Start of Data section

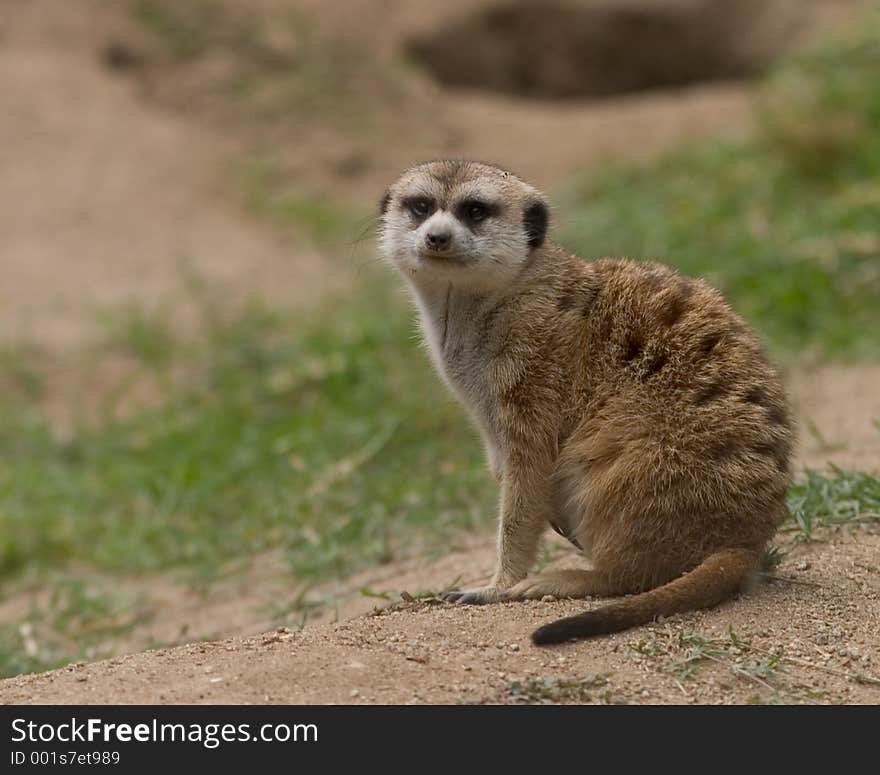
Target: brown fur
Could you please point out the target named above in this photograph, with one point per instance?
(637, 411)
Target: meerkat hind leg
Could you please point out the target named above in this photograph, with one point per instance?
(567, 583)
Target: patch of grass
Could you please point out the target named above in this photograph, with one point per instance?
(139, 332)
(847, 496)
(19, 371)
(321, 219)
(311, 435)
(73, 620)
(821, 108)
(793, 244)
(685, 653)
(182, 28)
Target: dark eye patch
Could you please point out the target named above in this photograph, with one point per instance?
(474, 211)
(420, 207)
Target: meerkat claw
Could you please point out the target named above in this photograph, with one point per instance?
(474, 596)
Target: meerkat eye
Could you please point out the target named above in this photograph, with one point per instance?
(474, 211)
(419, 206)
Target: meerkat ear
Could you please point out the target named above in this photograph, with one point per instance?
(535, 218)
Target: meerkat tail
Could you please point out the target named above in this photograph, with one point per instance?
(717, 578)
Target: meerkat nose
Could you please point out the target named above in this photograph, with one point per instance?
(438, 240)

End of Data section

• [Prompt] The answer should be an exact copy of the lines from the one containing "Target: meerkat eye" through the last line of the entries, both included.

• [Result of the exercise]
Target: meerkat eye
Could you please point out the target named above in this photograph, with one point per instance?
(474, 211)
(419, 206)
Target: meerkat ear
Could you please point out the target named above in this photograph, with one point per instance?
(535, 218)
Target: meerkat tail
Could you please point out the target named above in this photograph, with one point per instance?
(717, 578)
Target: meerkat nose
Could you please point out the target named above in this photograph, with one point per instance?
(438, 240)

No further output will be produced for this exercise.